PROBLEM: The full set of lines below has to be written out again exactly.

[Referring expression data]

⟨

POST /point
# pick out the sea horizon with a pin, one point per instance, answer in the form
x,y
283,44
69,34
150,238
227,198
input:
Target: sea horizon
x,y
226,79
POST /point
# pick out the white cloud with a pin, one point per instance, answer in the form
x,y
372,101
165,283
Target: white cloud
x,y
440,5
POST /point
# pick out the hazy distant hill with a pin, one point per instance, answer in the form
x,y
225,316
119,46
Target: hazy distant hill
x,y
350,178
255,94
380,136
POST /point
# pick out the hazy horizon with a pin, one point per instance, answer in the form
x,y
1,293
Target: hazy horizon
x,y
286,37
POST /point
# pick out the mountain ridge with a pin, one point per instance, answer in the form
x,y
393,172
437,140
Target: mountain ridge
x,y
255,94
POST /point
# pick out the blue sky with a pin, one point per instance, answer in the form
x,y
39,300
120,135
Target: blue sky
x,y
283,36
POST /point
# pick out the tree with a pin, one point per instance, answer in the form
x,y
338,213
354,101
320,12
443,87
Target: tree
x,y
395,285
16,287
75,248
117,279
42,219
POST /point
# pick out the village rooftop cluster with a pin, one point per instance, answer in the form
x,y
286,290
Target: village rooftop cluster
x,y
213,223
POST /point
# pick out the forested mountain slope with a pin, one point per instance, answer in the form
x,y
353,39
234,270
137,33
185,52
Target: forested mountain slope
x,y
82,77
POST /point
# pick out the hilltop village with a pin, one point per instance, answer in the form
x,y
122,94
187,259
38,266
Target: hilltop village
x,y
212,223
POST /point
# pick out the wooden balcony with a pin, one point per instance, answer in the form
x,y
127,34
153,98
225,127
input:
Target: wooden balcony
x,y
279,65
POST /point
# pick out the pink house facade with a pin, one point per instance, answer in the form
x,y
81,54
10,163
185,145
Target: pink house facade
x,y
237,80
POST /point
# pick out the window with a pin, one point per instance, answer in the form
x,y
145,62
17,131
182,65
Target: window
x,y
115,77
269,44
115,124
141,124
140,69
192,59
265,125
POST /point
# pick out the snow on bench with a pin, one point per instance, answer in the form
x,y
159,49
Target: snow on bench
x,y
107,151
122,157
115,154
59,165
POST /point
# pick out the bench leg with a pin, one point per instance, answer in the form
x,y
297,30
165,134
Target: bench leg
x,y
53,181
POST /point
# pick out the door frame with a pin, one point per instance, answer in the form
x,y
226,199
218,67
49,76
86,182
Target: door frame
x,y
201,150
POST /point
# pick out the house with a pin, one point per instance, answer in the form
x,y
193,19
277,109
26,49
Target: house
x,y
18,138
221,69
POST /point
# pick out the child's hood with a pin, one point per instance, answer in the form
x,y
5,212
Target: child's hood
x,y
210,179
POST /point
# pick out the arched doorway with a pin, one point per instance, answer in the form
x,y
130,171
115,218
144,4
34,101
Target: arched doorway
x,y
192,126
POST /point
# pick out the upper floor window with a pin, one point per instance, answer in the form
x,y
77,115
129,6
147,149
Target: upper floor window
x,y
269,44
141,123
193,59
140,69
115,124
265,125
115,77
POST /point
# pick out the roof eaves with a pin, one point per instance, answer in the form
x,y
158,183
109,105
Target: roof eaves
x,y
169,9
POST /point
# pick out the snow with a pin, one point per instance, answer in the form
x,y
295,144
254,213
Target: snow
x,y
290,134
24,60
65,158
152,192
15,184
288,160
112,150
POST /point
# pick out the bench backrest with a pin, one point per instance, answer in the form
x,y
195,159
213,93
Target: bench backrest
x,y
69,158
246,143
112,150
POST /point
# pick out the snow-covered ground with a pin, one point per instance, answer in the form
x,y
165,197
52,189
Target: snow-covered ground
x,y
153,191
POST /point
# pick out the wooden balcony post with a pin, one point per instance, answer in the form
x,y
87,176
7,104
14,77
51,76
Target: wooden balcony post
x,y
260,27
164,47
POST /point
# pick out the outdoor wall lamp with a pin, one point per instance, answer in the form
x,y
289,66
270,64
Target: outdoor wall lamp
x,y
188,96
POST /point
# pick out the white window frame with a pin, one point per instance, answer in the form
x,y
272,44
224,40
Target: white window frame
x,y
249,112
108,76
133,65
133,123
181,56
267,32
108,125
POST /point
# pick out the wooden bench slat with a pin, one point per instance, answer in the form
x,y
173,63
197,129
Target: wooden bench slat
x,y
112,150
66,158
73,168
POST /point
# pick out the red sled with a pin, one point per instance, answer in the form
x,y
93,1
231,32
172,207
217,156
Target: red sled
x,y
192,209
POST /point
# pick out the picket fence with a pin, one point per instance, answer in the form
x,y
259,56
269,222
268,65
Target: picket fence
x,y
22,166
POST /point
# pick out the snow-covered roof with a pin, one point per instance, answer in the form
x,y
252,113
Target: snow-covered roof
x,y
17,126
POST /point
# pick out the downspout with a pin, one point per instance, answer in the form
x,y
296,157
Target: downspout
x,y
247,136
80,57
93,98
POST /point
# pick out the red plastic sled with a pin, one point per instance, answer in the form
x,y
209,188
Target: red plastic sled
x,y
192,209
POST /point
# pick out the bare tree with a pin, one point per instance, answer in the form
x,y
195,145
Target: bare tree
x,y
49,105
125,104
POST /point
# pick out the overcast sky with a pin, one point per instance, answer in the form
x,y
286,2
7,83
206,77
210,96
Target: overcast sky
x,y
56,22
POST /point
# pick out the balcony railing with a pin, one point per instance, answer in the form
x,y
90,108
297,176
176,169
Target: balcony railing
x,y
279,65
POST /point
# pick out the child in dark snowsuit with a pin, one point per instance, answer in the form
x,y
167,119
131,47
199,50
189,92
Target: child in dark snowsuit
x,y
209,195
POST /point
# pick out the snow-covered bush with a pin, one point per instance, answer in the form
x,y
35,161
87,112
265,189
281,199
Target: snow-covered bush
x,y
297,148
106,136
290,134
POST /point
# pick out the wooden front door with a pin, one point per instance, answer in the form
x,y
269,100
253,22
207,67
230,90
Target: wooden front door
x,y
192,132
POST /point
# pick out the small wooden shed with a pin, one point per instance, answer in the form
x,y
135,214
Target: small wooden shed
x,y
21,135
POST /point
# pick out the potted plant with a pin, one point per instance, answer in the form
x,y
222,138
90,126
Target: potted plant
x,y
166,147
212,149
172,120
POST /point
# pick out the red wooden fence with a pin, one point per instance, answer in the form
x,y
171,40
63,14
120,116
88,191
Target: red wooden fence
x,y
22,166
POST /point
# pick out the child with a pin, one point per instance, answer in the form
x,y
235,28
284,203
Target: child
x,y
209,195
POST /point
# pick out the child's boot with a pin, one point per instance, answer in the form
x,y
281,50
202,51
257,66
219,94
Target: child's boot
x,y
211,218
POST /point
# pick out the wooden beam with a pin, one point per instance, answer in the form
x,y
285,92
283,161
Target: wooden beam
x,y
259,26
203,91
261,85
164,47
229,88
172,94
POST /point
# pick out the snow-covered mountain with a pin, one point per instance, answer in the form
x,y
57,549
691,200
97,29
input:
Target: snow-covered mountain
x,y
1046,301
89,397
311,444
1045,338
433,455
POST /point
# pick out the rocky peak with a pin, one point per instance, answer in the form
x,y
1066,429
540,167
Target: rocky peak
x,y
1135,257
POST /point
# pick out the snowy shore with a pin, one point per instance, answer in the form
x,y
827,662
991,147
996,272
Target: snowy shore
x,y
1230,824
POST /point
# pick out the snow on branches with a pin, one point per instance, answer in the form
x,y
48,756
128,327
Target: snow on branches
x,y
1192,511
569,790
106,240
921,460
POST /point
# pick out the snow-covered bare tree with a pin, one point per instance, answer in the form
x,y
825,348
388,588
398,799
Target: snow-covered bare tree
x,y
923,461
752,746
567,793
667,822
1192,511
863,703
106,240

⟩

ANSWER TO THIS TASK:
POST /point
# pick out the sea horizon with a pin, one point per instance, answer in the form
x,y
283,44
69,34
150,238
227,198
input:
Target: sea horizon
x,y
226,79
POST /point
# pick out the white cloud with a pin, one point per instance, answer in the form
x,y
372,101
165,283
Target: white cloud
x,y
440,5
POST /point
# pick out the hazy distant hill with a pin, one point per instance, answer in the form
x,y
225,316
119,46
Target: hazy distant hill
x,y
350,178
255,94
380,136
POST /point
# pick out the hazy horizon with a pin, one point per instance, answer in the form
x,y
1,293
Target: hazy horizon
x,y
286,37
POST /point
# pick out the mountain ridge with a pin, one point per instance, answer in the form
x,y
393,172
437,140
Target: mountain ridge
x,y
255,94
POST /point
# pick out the blue sky with a pin, one point per instance, answer in the form
x,y
39,300
120,135
Target: blue sky
x,y
283,36
POST /point
# pick out the tree with a pin, one point per instance, answer in the form
x,y
338,213
354,101
320,12
443,87
Target: tree
x,y
395,285
16,287
75,248
117,279
42,219
POST /point
# pick out the village rooftop cluster with a pin, one point per instance, answer in the form
x,y
286,290
Target: village rooftop cluster
x,y
213,223
POST /point
# pick out the forested mountain slope with a pin, one point per instance, answer in the form
x,y
353,39
234,270
137,33
185,52
Target: forested mountain slope
x,y
82,77
POST /point
# pick out the hilltop village with a pin, one point per instance, answer in the form
x,y
122,94
187,259
38,266
Target: hilltop village
x,y
212,223
POST /point
# pick out the wooden balcony with a pin, one point per instance, answer in the form
x,y
127,34
153,98
225,127
input:
Target: wooden balcony
x,y
279,65
POST /point
# pick out the pink house facade with a pin, one point per instance, answer in the form
x,y
81,54
10,163
185,145
Target: pink house facade
x,y
237,80
POST /point
# pick out the window with a pin, one point per instance, answer in the form
x,y
145,62
17,131
182,65
Target: window
x,y
115,77
269,44
115,124
141,124
140,69
192,59
265,125
POST /point
# pick out the snow on bench with a pin, one point per instance, answer in the form
x,y
159,49
Target: snow on bench
x,y
107,151
122,157
115,154
59,165
POST /point
# pick out the bench leg with a pin, one point per instance, answer in the form
x,y
297,30
165,134
Target: bench leg
x,y
53,181
POST /point
# pick out the door frame with a pin, one point per instance, answer in the form
x,y
226,199
218,67
49,76
86,182
Target: door frame
x,y
201,150
POST /point
# pick out the house with a pin, one point per instance, answer in the form
x,y
193,19
277,109
26,49
Target: house
x,y
18,138
221,69
POST /point
# pick out the child's hood with a pin, one point per instance, answer in the form
x,y
5,212
Target: child's hood
x,y
210,179
POST /point
# pick out the arched doorway with a pin, one point per instance, answer in the form
x,y
130,171
115,218
144,4
34,101
Target: arched doorway
x,y
192,126
POST /point
# pick out the upper floor window with a pin, one point per instance, answer in the form
x,y
77,115
129,6
147,149
Target: upper floor window
x,y
269,44
141,123
193,59
140,69
115,124
265,125
115,77
POST /point
# pick out the roof eaves with a pin, one point per instance, answer in the form
x,y
158,183
109,105
Target: roof eaves
x,y
169,9
POST /point
# pick out the snow with a pin, one point per instance, answer in the form
x,y
295,144
254,213
Target: snow
x,y
290,134
24,60
65,158
152,192
15,184
288,160
112,150
POST /point
# pick out the bench backrest with a pin, one point per instance, answer in the form
x,y
195,159
213,93
Target: bench backrest
x,y
69,158
246,143
112,150
POST /point
# pick out the snow-covered ground with a pin, one point per instance, answer in the form
x,y
165,197
52,189
Target: snow-covered ground
x,y
153,191
POST /point
# pick out the wooden balcony post with a pin, one point per instance, answer in the form
x,y
87,176
7,104
14,77
51,76
Target: wooden balcony post
x,y
260,27
164,47
POST /point
# pick out the outdoor wall lamp with a pin, one point per instance, answer in the form
x,y
289,66
270,64
Target: outdoor wall lamp
x,y
188,96
POST /point
# pick out the white window frame with a pin, one point per instance, answer in the form
x,y
272,44
224,40
Target: white window frame
x,y
249,112
108,76
133,65
133,123
181,56
267,32
108,125
POST /point
# pick out the wooden bench slat with a pin, one point per instance, answer in the form
x,y
173,63
197,129
Target: wooden bench slat
x,y
112,150
66,158
73,168
POST /point
# pick out the red sled with a pin, one point per instance, answer in the form
x,y
93,1
231,32
172,207
217,156
Target: red sled
x,y
192,209
POST /point
# pick out the picket fence with a pin, one point per instance, answer in the form
x,y
259,56
269,222
268,65
Target: picket fence
x,y
22,166
POST /point
# pick out the snow-covered roof with a pin, one point per instance, answer in the form
x,y
252,113
Target: snow-covered roof
x,y
17,126
POST /point
# pick out the downspout with a pin, one point per instance, answer in the form
x,y
296,157
Target: downspout
x,y
247,136
80,57
93,98
POST /point
# pick out the red plastic sled with a pin, one point per instance, answer in the form
x,y
209,188
Target: red plastic sled
x,y
192,209
POST /point
# pick out the bare tree with a pin, one point per instance, answer in the form
x,y
195,145
Target: bare tree
x,y
49,105
125,104
POST /point
# pick out the overcast sky with a pin, one point per instance, answer in the form
x,y
286,2
7,83
206,77
210,96
Target: overcast sky
x,y
56,22
POST /point
# pick out the balcony railing with a pin, one point per instance, answer in the form
x,y
90,108
297,176
176,169
Target: balcony railing
x,y
279,65
POST /point
# pick out the child in dark snowsuit with a pin, one point per instance, answer in the form
x,y
167,119
131,47
199,50
189,92
Target: child in dark snowsuit
x,y
209,195
POST /point
# pick out the snow-covered bush with a pin, one point per instance, answer in the form
x,y
35,161
87,112
265,189
281,199
Target: snow-covered bush
x,y
297,148
106,136
290,134
POST /point
# pick out the wooden front door with a pin, one point per instance, answer in the form
x,y
269,100
253,22
207,67
230,90
Target: wooden front door
x,y
192,132
POST /point
# pick out the small wooden shed with a pin, one point per instance, answer in the form
x,y
135,214
Target: small wooden shed
x,y
21,135
POST /point
# pick out the potted plant with a pin, one point per instance, answer in the form
x,y
222,138
90,126
Target: potted plant
x,y
166,147
212,149
172,120
POST /point
# pick out the red wooden fence with a pin, one point per instance, answer in the form
x,y
171,40
63,14
120,116
88,191
Target: red wooden fence
x,y
22,166
POST /point
# pick out the child with a pin, one point per instance, answer in the form
x,y
235,28
284,203
Target: child
x,y
209,195
POST /point
# pick out the child's boot with a pin, one point per instance, answer in the form
x,y
281,50
202,51
257,66
219,94
Target: child's boot
x,y
211,218
POST /point
# pick out the wooden beam with a pin, one point per instance, answer in the form
x,y
285,92
283,161
Target: wooden beam
x,y
259,26
203,91
261,85
164,47
229,88
172,94
POST /point
# pick out the snow-covered mountain with a pin, one point per instance, answer in the form
x,y
57,549
691,200
97,29
input:
Target: snow-covered mountain
x,y
1046,301
89,397
311,444
1045,338
433,455
POST /point
# pick out the rocky peak with a pin, one point per instance, answer in the form
x,y
1066,429
540,167
Target: rocky peak
x,y
1135,257
POST /point
# pick out the snowy shore with a pin, one point per instance, answer in the form
x,y
827,662
991,147
996,272
Target: snowy shore
x,y
1230,824
POST /point
# pick out the snow on branches with a pin, one point per instance, answer in the form
x,y
48,756
128,327
Target: snow on branches
x,y
1192,511
569,790
106,240
921,460
POST /point
# pick out the snow-covered bare tree with a pin, one point per instance, answer in the form
x,y
825,348
388,588
398,799
Target: snow-covered bare tree
x,y
923,461
752,746
567,793
667,822
1192,511
863,703
106,240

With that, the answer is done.